Record excerpts.
----------
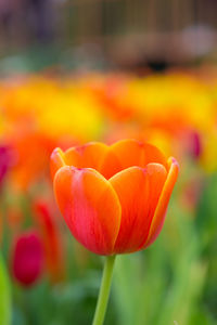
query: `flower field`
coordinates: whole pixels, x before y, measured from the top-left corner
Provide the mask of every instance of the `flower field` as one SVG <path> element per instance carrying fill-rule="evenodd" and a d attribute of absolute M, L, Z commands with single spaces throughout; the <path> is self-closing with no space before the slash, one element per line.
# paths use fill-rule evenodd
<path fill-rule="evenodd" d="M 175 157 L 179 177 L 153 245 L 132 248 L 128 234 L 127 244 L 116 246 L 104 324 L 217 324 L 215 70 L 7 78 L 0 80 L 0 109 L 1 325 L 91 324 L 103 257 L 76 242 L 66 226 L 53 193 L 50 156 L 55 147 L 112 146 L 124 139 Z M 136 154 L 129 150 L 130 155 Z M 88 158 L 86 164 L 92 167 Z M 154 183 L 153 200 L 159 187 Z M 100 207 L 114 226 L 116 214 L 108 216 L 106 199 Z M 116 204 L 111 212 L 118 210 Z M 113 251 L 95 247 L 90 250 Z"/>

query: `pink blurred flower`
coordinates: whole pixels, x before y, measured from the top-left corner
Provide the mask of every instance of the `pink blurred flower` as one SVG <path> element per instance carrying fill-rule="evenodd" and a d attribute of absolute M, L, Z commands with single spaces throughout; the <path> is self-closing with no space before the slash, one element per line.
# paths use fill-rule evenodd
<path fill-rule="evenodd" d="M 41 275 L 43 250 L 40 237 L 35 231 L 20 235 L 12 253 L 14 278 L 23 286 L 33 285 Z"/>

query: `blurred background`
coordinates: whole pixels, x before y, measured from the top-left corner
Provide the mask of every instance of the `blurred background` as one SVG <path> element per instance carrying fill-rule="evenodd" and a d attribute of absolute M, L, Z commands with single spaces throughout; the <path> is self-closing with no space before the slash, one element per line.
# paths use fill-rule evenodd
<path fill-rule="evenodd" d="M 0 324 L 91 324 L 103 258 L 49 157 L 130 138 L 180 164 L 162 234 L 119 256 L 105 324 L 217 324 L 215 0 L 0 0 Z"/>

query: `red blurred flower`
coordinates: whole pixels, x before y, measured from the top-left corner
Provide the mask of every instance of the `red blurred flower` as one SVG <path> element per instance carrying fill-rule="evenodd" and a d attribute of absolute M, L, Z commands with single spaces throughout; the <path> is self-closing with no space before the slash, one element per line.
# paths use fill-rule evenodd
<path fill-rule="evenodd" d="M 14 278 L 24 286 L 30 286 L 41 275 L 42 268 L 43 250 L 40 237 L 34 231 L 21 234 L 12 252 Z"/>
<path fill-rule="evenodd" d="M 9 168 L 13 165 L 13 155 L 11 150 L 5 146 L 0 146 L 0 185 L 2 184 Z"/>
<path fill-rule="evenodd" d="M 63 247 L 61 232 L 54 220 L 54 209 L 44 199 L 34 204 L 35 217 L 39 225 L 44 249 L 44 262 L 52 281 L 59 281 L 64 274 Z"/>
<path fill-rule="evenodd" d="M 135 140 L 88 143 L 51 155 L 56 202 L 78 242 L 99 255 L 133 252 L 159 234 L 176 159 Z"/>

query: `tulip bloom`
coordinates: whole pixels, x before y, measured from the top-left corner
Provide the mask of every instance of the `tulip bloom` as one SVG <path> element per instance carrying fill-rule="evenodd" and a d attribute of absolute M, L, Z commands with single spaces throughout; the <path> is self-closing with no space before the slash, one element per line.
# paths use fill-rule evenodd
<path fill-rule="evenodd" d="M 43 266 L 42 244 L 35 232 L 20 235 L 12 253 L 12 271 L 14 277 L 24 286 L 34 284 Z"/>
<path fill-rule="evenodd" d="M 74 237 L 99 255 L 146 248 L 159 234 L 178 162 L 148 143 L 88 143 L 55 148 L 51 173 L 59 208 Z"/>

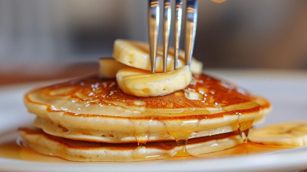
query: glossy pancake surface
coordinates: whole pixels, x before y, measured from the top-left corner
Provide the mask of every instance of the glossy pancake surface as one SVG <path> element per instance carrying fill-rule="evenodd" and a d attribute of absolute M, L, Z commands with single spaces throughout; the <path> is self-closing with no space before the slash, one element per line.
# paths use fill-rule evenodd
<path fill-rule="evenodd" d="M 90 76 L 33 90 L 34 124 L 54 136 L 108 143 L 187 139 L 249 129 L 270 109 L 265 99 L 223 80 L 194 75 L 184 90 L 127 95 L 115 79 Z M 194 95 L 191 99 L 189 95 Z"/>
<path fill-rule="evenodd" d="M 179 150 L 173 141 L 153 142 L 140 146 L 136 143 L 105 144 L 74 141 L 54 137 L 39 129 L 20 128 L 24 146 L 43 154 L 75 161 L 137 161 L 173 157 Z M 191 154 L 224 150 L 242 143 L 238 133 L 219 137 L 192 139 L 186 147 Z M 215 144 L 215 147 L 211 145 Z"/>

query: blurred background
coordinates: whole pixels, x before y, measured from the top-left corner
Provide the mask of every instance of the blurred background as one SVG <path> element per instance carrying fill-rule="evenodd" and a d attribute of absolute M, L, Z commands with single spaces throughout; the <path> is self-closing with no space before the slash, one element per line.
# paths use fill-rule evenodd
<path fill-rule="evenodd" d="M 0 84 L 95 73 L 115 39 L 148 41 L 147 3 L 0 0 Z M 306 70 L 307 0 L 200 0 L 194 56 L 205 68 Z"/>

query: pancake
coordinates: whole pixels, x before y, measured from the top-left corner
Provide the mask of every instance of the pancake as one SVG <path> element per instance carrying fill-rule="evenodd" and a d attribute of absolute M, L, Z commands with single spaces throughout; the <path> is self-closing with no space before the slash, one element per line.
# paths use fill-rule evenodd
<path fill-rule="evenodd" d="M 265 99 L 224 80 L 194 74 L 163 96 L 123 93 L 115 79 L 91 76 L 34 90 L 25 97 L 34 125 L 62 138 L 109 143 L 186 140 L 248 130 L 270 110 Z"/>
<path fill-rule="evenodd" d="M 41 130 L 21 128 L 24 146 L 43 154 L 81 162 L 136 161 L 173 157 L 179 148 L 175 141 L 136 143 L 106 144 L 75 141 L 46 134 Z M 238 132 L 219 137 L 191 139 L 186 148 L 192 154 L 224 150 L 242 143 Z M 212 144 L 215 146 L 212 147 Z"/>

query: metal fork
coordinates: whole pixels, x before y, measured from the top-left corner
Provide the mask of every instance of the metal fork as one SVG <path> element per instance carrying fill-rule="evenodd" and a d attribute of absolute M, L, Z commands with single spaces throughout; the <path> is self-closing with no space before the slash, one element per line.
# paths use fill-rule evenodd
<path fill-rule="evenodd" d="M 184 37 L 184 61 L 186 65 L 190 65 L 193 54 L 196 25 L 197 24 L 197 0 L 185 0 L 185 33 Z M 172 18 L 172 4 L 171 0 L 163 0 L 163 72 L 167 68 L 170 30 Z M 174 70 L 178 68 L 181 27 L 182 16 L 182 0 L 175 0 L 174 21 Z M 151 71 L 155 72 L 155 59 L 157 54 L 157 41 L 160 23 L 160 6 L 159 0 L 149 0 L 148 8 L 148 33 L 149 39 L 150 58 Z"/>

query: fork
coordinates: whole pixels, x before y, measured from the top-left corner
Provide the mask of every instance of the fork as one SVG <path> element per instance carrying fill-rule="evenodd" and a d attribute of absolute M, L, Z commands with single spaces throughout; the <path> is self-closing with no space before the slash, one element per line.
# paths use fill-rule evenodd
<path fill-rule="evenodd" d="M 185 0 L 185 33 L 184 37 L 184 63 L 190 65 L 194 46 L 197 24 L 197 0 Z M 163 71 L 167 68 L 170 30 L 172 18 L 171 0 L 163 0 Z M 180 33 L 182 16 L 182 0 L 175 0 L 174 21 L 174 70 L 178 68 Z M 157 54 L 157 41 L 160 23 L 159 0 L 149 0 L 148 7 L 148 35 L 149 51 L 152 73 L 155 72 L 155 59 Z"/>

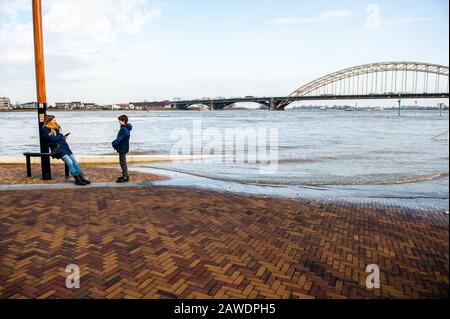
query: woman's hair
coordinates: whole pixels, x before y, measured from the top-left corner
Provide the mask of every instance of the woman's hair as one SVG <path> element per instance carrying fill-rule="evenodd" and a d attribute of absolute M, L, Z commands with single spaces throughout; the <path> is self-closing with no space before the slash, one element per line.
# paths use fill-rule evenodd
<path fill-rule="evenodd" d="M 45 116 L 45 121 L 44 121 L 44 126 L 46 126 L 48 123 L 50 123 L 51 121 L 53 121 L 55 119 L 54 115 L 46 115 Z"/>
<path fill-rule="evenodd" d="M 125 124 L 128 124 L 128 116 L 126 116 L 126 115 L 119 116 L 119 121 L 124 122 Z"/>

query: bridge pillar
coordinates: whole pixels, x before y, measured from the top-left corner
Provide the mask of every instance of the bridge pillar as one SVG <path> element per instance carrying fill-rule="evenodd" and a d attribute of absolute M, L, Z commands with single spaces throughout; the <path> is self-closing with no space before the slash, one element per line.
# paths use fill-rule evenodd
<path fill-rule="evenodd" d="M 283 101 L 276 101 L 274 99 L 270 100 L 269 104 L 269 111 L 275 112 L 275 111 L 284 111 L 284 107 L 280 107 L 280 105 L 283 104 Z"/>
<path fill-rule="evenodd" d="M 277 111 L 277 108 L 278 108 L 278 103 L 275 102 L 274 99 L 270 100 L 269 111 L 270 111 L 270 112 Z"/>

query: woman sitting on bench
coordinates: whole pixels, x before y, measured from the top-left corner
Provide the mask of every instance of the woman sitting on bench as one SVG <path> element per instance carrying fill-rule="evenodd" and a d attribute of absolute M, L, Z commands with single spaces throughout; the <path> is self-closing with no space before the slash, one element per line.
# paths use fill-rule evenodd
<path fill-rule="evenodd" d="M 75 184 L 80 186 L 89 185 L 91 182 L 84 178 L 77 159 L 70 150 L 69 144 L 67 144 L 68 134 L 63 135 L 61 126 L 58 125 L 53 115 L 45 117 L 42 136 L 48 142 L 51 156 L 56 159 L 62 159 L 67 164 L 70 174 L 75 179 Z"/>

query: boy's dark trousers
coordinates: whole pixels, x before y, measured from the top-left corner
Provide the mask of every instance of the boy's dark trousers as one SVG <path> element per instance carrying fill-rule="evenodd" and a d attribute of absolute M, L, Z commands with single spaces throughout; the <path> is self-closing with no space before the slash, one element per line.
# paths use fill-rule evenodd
----------
Instructions for the task. Return the material above exactly as it stands, starting at its beginning and going on through the line that contains "41 275 L 43", leaving out the pictures.

Final answer.
query: `flower field`
coordinates: whole pixels, x before y, measured from the top-left corner
Provide the mask of every instance of the `flower field` as one SVG <path> element per instance carrying fill-rule="evenodd" and a d attribute of absolute M, L, Z commands with single spaces throughout; the <path> is self-closing with no space before the slash, one element per line.
# paths use fill-rule evenodd
<path fill-rule="evenodd" d="M 175 157 L 179 177 L 153 245 L 132 248 L 128 234 L 127 244 L 116 246 L 104 324 L 217 324 L 215 70 L 7 78 L 0 80 L 0 109 L 1 325 L 91 324 L 103 257 L 76 242 L 66 226 L 53 193 L 50 156 L 55 147 L 112 146 L 124 139 Z M 136 154 L 129 150 L 130 155 Z M 88 158 L 86 164 L 92 167 Z M 154 183 L 153 200 L 159 187 Z M 100 207 L 114 226 L 116 214 L 108 216 L 106 199 Z M 116 204 L 111 212 L 118 210 Z M 113 251 L 95 247 L 90 250 Z"/>

query: `pink blurred flower`
coordinates: whole pixels, x before y, measured from the top-left corner
Provide the mask of every instance of the `pink blurred flower` as one SVG <path> element per instance carrying fill-rule="evenodd" and a d attribute of absolute M, L, Z commands with single spaces throughout; the <path> is self-closing with no space before the slash, one element per line.
# paths use fill-rule evenodd
<path fill-rule="evenodd" d="M 41 275 L 43 250 L 40 237 L 35 231 L 20 235 L 12 253 L 14 278 L 23 286 L 33 285 Z"/>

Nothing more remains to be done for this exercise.